Goal | Each of the entries should be retyped precisely as it appears.

*****

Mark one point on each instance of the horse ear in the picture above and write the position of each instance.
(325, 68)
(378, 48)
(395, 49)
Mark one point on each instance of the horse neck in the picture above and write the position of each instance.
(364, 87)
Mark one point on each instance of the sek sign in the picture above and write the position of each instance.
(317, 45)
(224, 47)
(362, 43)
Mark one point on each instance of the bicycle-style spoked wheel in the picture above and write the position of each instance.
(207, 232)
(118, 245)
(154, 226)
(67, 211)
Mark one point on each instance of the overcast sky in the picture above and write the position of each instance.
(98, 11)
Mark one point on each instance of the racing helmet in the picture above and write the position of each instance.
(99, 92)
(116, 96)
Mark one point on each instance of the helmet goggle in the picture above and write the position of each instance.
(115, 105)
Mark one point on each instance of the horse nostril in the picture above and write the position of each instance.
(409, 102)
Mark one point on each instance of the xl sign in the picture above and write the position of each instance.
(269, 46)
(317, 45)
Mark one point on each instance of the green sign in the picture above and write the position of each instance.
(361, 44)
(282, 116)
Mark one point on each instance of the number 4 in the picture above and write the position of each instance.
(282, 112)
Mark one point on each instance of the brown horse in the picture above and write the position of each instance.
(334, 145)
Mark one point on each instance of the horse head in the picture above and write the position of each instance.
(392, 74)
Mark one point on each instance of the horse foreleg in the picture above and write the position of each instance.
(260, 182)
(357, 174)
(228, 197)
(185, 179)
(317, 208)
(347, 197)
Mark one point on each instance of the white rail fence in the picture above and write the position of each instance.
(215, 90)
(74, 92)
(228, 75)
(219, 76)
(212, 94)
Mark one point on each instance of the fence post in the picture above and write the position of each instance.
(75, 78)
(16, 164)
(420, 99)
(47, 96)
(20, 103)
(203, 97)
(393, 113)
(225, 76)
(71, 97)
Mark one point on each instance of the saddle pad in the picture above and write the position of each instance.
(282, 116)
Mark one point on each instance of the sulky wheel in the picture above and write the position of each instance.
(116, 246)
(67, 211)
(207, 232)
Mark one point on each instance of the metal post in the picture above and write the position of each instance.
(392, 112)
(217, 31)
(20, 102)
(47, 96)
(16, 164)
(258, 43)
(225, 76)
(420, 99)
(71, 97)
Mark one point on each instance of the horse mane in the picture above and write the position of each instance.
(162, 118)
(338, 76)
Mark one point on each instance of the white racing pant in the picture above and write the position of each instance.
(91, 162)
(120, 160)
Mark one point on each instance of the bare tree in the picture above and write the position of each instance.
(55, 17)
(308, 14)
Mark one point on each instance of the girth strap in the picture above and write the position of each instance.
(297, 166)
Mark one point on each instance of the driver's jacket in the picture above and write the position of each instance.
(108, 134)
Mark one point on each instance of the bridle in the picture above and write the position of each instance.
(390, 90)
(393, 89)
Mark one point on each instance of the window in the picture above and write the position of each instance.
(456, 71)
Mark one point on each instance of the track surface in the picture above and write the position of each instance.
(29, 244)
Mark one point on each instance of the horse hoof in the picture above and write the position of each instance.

*****

Correct result |
Mark one point on each instance of the horse ear in the picture above and write the position of each instance.
(325, 68)
(378, 48)
(395, 49)
Mark one point on each instance of the horse neck in the picture above and write the position of each instance.
(364, 87)
Mark one point on each instance of the sek sign in the picture above and write the position of each instance.
(317, 45)
(224, 47)
(362, 43)
Mark one point on each instance of the bicycle-style spoked wheel in the picture above and write the position of each instance.
(207, 232)
(118, 245)
(154, 226)
(67, 211)
Mark one point on each instance of the overcast sky in the picture above and write the position of each instance.
(98, 11)
Mark one point on each instance of the racing helmet in the picture above and write the position of each instance.
(99, 92)
(116, 96)
Mark one point on each instance of the helmet goggle in the picture above and write the position of each instance.
(115, 105)
Mark one point on each instance of the horse nostril in the picture above and write the position of each instance.
(409, 102)
Mark one point on each instance of the xl sign in the picture above and write the position of each instance.
(269, 46)
(317, 45)
Mark one point on each instance of the green sign in the picture above and write the position of each instance.
(361, 44)
(282, 116)
Mark one point on each instance of the number 4 in the picture above and write the position of each instance.
(282, 112)
Mark one point on each instance of the brown horse in the picture above and write the position of each instance.
(334, 145)
Mark one point on each instance of the horse head in the picture above and write the position of each instance.
(392, 74)
Mark one point on each instance of the horse foreleg in the picture above and write the position of each instance.
(260, 182)
(357, 174)
(228, 197)
(185, 179)
(317, 208)
(347, 197)
Mark one point on each instance of the white rail fence in the picture above and write the position of each instance.
(215, 90)
(74, 92)
(228, 75)
(219, 76)
(212, 94)
Mark one point on each instance of the fence post in the picture above and write the position of each instance.
(75, 78)
(16, 164)
(420, 99)
(47, 96)
(20, 103)
(203, 97)
(393, 113)
(225, 76)
(71, 97)
Mark one point on each instance of the saddle pad in the picture above and write the position of each instance.
(282, 116)
Mark one point on each instance of the sulky wheel in the picture above and write the position of each instance.
(116, 246)
(67, 211)
(207, 232)
Mark one point on each instance of the metal post in the picture above and write the position of each instance.
(392, 112)
(217, 31)
(20, 102)
(47, 96)
(16, 164)
(258, 43)
(225, 76)
(420, 99)
(71, 97)
Mark one point on each instance of the horse mane in the picture above and write the position of each instance.
(162, 118)
(338, 76)
Mark one point on each instance of the white racing pant in the picture above and write the position of each instance.
(91, 162)
(120, 160)
Mark one point on each instance of the bare tree in the picture above and write the position of each instance.
(55, 17)
(308, 14)
Mark one point on each instance of the girth strap in the picture above and write the position of each instance.
(297, 166)
Mark one point on each instance of the driver's jacket in the picture above and write the position of each instance.
(108, 134)
Mark one point on each instance of the bridle in the picture above and write the position of each instance.
(390, 90)
(393, 89)
Mark one point on each instance of the window in the picture above and write the position of each instance.
(456, 71)
Mark one point on each instance of the track surface in the picture above and write the position of each instance.
(29, 244)
Mark one point on each instance of the horse hoof in the picture above and write the position of each instance.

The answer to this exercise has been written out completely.